GIVEN PASSAGE:

Not knowing the state of his crewmen, he was immediately captured by enemy soldiers and taken to a nearby German headquarters. Wasowicz was then transferred to a Frankfurt interrogation center and miraculously reunited with his entire crew who were injured but alive. The crew was sleep-deprived and interrogated for almost two weeks. Eventually, they were all detained at the same prison camp. For the next fifteen months, Wasowicz and his men spent their time as P.O.W.’s at North 2 – Barrack 5 – Room 9 in Strulug Luft Prison Camp near Barth, Germany.
Within the prison camp, the men created a hierarchy similar to their military ranking system in an effort to create order. Food was rationed, injured men received medical attention, and tools were created from anything available, including tin cans. Supplies were also traded with German soldiers to create more complex equipment such as a radio and a printing press. Later, some of the supplies traded were used as blackmail to acquire even better supplies from the Germans as the P.O.W.s realized their guards could be executed for trading with the P.O.W.s.

COLLECTED MATERIAL:
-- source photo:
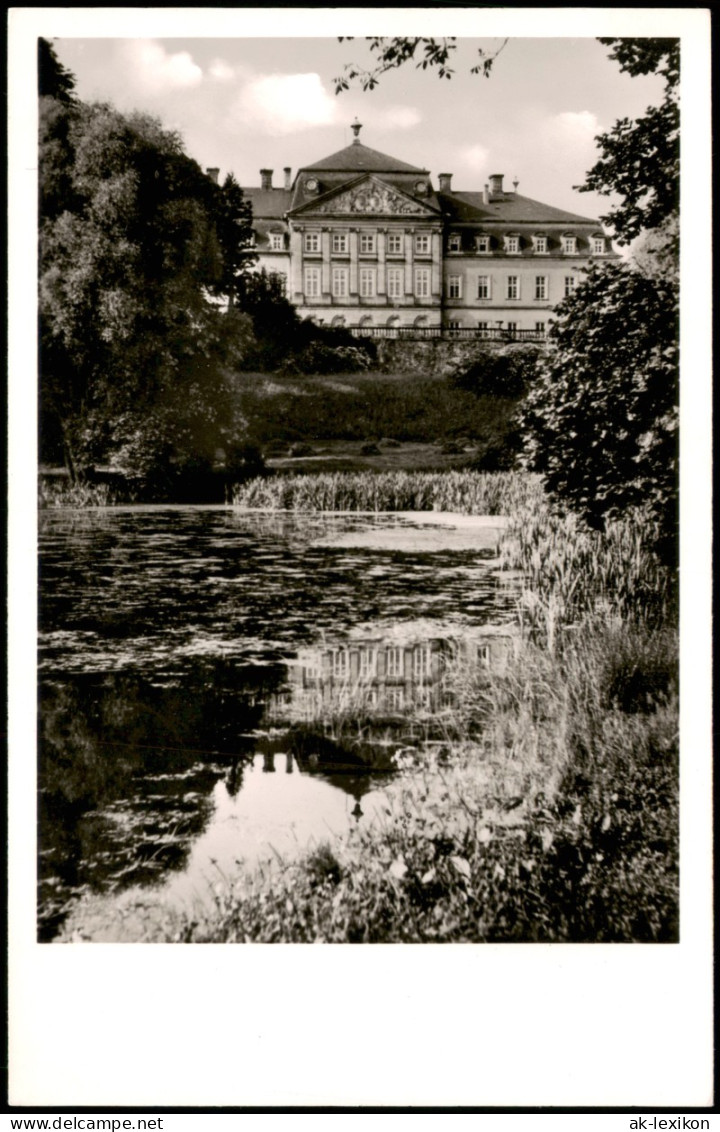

WHAT TO PRODUCE:
Reproduce word for word the part of the prison camp text starting with "Within the prison" and going on through "with the P.O.W.s.".

RESULT OF THIS TASK:
Within the prison camp, the men created a hierarchy similar to their military ranking system in an effort to create order. Food was rationed, injured men received medical attention, and tools were created from anything available, including tin cans. Supplies were also traded with German soldiers to create more complex equipment such as a radio and a printing press. Later, some of the supplies traded were used as blackmail to acquire even better supplies from the Germans as the P.O.W.s realized their guards could be executed for trading with the P.O.W.s.